### Exercise prompt
Determine how many lines in the material hold the string "Target", then reply with that number only.

START Given data

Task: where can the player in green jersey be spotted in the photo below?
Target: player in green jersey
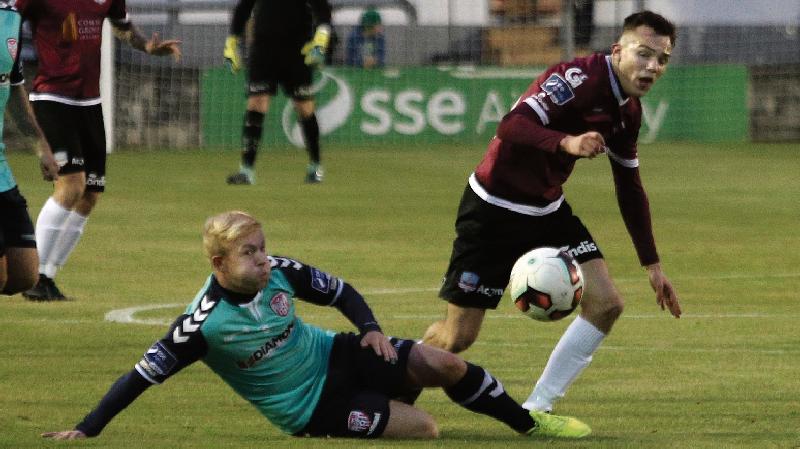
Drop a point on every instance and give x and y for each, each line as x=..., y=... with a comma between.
x=303, y=379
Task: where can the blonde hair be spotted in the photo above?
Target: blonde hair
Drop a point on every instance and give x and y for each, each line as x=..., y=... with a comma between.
x=223, y=229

END Given data

### Written solution
2